Text passage:
After months of uncertainty and delays, the highly anticipated tour of modernist artworks from the Tehran Museum of Contemporary Art (TMoCA) has been canceled. Hermann Parzinger, the president of the Prussian Cultural Heritage Foundation (SPK), which had negotiated the loans with the Iranian cultural ministry and museums authority, confirmed to The New York Times on Wednesday that the loan and export forms had not been signed by Iranian president Hassan Rouhani, effectively preventing the works from being sent abroad. The exhibition comprising 60 artworks by Iranian and international artists from the TMoCA collection had been scheduled to open first in Berlin at the Gemäldegalerie on December 4, and then tour to Rome’s MAXXI in March.
The reasons for the exhibition’s cancellation are not entirely clear, though there appear to have been multiple factors. The memorandum of understanding between the SPK and Iranian officials that was announced in October 2015 first appeared to be in jeopardy after the resignation of the Islamic Republic’s minister of culture, Ali Jannati, in October 2016. On November 21, incoming minister of culture Reza Salehi Amiri declared that the loans had been halted, even though German officials still claimed through mid-December that the display has been rescheduled for January 2017.

Actions to take:
1. From the passage on the canceled Tehran art tour, copy word for word everything starting at "The reasons for" and ending at "for January 2017.".
2. Turn the paragraph of the passage on the canceled Tehran art tour that opens with "The reasons for the exhibition’s cancellation" into a short bulleted list that keeps its main facts.

Supplied material:
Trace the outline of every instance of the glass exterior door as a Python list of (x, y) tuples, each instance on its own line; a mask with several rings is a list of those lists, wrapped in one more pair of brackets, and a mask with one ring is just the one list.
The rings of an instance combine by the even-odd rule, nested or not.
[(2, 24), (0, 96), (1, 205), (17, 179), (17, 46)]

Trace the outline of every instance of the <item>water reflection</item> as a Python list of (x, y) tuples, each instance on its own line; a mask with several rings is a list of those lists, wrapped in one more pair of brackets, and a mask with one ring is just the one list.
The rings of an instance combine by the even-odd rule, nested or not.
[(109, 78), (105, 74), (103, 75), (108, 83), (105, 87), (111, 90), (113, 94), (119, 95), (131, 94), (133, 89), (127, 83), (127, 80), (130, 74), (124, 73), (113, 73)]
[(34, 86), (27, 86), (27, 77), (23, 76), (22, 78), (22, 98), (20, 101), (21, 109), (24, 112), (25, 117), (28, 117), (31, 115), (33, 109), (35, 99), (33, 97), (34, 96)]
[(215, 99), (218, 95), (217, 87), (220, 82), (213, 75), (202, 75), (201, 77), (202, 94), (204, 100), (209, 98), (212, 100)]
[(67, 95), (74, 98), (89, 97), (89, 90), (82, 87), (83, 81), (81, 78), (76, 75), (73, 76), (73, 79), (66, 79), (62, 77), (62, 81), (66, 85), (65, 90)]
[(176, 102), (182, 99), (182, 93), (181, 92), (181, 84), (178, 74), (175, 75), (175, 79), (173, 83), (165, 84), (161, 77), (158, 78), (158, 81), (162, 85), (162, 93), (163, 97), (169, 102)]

Answer section:
1.
The reasons for the exhibition’s cancellation are not entirely clear, though there appear to have been multiple factors. The memorandum of understanding between the SPK and Iranian officials that was announced in October 2015 first appeared to be in jeopardy after the resignation of the Islamic Republic’s minister of culture, Ali Jannati, in October 2016. On November 21, incoming minister of culture Reza Salehi Amiri declared that the loans had been halted, even though German officials still claimed through mid-December that the display has been rescheduled for January 2017.

2.
- The reasons for the cancellation are not entirely clear, but there appear to have been multiple factors.
- The SPK's memorandum of understanding with Iranian officials was announced in October 2015.
- It first appeared to be in jeopardy after Ali Jannati, the Islamic Republic's minister of culture, resigned in October 2016.
- On November 21, incoming culture minister Reza Salehi Amiri declared the loans halted.
- German officials still claimed through mid-December that the display had been rescheduled for January 2017.